■ REQUIRED TASK
Find the line that contains "the black nose" and print it and every line after it, exactly, please.

════

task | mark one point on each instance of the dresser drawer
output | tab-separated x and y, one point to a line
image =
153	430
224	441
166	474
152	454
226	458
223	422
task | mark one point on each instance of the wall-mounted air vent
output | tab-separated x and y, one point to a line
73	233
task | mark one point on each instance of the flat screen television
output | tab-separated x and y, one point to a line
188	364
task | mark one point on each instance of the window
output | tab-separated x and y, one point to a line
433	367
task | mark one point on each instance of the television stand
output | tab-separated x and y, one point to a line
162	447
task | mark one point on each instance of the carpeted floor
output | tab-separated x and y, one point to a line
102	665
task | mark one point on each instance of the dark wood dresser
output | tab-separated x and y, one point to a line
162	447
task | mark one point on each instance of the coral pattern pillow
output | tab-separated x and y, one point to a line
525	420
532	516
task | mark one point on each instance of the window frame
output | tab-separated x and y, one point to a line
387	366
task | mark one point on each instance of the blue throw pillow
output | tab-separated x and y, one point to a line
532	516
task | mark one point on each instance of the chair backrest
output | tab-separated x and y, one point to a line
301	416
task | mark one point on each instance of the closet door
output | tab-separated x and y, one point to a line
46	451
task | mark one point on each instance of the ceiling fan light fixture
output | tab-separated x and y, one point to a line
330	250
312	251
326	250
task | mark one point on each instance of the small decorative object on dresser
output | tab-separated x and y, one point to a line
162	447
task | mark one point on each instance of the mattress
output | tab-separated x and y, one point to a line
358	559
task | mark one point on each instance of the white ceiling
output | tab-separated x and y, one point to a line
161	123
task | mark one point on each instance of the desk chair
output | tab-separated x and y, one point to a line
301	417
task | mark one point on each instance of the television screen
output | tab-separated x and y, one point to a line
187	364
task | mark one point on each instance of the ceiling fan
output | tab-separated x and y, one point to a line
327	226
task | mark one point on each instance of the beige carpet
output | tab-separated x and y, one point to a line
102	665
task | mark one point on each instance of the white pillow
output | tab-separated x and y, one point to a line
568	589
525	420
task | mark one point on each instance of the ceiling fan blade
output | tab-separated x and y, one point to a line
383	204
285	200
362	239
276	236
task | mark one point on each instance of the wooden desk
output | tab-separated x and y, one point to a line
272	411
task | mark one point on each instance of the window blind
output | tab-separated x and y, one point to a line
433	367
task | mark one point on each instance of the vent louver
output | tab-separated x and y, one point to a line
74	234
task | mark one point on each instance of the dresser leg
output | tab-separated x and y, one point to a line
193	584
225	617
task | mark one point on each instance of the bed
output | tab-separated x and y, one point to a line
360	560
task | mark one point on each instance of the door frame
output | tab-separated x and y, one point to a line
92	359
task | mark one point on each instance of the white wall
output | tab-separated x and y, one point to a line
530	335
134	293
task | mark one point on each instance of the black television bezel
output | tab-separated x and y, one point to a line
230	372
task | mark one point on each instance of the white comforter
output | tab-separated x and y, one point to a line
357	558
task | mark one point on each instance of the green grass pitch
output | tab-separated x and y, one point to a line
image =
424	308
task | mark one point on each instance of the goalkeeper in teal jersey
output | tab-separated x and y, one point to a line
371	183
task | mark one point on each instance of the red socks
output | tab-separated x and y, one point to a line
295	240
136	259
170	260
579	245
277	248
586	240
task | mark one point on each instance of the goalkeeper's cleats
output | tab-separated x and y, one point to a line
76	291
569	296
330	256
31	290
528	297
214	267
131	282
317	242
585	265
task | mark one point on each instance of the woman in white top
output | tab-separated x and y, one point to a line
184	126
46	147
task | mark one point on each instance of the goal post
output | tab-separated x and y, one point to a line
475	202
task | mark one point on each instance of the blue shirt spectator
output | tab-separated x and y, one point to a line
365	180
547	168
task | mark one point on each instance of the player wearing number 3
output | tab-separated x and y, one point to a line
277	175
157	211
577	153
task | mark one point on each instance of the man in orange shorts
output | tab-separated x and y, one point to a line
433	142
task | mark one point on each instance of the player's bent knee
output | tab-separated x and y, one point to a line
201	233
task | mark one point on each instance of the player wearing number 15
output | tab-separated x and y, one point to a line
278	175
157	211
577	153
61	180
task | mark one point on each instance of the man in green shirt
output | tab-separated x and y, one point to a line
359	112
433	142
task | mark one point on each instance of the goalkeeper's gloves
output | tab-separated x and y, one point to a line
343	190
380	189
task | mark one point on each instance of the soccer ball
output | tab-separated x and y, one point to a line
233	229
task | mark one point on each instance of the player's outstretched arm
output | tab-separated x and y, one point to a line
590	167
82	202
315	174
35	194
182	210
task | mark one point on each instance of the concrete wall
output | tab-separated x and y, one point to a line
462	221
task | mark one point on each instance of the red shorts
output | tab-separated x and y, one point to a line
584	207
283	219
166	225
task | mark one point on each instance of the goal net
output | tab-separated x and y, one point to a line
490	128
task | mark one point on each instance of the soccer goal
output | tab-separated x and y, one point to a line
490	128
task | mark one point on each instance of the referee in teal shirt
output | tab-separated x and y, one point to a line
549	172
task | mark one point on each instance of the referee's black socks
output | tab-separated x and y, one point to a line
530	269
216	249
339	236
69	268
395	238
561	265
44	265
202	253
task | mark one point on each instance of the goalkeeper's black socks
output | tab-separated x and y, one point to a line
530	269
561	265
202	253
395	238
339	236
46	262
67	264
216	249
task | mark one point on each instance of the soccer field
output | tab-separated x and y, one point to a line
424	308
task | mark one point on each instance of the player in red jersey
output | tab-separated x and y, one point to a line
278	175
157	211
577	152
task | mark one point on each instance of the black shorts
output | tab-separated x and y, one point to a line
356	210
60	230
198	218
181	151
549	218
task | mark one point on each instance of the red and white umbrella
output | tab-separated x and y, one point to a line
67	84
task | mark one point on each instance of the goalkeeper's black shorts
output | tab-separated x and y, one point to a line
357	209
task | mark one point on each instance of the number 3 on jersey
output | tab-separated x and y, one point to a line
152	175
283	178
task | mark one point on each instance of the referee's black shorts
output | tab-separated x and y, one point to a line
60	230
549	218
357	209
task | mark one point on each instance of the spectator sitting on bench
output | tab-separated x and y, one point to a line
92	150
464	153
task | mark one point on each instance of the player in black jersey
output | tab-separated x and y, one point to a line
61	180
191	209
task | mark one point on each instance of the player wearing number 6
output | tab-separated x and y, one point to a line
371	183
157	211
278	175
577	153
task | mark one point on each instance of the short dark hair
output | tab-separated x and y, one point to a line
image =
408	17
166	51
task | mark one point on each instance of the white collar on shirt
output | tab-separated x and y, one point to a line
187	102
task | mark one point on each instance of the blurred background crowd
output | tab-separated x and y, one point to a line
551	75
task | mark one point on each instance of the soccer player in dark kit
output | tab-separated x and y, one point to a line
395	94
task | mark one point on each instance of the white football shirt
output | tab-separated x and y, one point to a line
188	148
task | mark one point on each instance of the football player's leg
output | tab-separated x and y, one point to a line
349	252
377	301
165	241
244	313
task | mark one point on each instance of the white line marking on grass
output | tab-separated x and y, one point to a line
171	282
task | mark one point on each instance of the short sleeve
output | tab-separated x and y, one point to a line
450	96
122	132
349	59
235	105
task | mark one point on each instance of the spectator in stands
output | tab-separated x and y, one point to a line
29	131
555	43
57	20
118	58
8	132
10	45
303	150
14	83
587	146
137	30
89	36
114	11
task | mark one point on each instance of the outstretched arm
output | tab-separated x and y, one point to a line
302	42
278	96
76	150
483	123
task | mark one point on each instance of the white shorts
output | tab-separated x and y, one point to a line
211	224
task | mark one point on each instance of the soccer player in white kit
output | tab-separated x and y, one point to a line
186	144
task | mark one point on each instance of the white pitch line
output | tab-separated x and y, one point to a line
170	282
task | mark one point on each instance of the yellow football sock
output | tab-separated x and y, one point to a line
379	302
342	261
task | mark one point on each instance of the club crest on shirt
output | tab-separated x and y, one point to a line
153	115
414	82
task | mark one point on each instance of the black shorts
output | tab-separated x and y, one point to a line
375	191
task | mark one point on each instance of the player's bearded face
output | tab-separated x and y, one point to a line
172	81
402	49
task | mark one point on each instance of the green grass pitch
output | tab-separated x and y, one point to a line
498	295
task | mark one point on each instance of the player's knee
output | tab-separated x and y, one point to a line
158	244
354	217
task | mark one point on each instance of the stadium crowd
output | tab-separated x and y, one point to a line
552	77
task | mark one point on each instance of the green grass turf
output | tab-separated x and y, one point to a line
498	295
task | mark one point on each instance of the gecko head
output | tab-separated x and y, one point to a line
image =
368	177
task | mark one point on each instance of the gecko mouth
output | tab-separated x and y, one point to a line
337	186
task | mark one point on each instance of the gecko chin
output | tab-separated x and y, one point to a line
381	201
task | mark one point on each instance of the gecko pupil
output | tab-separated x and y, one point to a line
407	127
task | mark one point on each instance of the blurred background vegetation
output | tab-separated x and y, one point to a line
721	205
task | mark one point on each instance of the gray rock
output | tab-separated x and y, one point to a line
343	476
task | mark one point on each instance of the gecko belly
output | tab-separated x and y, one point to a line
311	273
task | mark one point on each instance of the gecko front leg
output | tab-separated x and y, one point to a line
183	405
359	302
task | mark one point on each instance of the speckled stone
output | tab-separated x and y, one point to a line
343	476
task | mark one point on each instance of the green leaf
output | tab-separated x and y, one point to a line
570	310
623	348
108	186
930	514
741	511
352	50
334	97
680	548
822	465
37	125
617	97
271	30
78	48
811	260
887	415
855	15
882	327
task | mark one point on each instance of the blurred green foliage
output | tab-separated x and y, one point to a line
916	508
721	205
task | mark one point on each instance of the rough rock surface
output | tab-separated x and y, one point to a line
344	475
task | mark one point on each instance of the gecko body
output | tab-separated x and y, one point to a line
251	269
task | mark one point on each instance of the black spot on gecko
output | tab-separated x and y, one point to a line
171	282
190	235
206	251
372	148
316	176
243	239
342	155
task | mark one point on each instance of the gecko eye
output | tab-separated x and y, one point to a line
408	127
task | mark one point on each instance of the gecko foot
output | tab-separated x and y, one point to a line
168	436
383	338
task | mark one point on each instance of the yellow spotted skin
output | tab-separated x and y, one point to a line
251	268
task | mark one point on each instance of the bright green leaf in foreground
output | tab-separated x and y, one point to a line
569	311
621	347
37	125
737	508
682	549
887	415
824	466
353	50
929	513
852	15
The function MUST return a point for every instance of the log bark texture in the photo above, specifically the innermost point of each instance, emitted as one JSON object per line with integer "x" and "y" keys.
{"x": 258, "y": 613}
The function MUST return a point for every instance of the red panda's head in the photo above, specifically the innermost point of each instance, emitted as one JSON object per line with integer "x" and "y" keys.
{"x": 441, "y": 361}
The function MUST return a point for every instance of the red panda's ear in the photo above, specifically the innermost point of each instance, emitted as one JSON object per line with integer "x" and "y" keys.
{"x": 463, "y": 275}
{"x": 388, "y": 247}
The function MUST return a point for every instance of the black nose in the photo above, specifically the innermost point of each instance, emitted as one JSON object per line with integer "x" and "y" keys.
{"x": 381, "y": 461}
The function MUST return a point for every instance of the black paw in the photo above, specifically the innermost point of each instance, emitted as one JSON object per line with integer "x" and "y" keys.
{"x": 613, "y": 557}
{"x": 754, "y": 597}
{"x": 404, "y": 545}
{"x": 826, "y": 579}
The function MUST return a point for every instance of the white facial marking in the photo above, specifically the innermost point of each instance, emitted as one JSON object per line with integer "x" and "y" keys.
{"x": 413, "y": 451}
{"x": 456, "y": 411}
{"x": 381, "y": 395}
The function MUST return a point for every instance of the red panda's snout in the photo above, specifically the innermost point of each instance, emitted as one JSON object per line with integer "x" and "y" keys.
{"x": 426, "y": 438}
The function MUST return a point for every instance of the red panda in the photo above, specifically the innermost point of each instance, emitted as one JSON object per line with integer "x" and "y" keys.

════

■ EXERCISE ANSWER
The function MUST return a point for every instance of the black nose in the photo above, specifically the innermost point of each instance, emitted as one JSON object per line with integer "x" and "y" keys.
{"x": 381, "y": 461}
The function MUST return a point for every instance of the black paw in the photo above, specifically the innermost point of each instance, emitted as one JSON object per line with integer "x" and "y" keys.
{"x": 613, "y": 557}
{"x": 754, "y": 597}
{"x": 404, "y": 545}
{"x": 826, "y": 579}
The function MUST return a point for every instance of the white facial marking in the photo above, specifically the innermost point of each instance, emitted as one JSON object per line with integer "x" and "y" keys.
{"x": 413, "y": 451}
{"x": 456, "y": 411}
{"x": 381, "y": 395}
The function MUST return a point for every instance of the red panda's snout in the photo above, specifically the innermost point of each instance, emitted as one JSON object per line with integer "x" and "y" keys.
{"x": 426, "y": 438}
The function MUST return a point for every instance of the red panda in the photo above, specifically the innermost point of each instance, emitted as one JSON object per line with integer "x" and "y" keys.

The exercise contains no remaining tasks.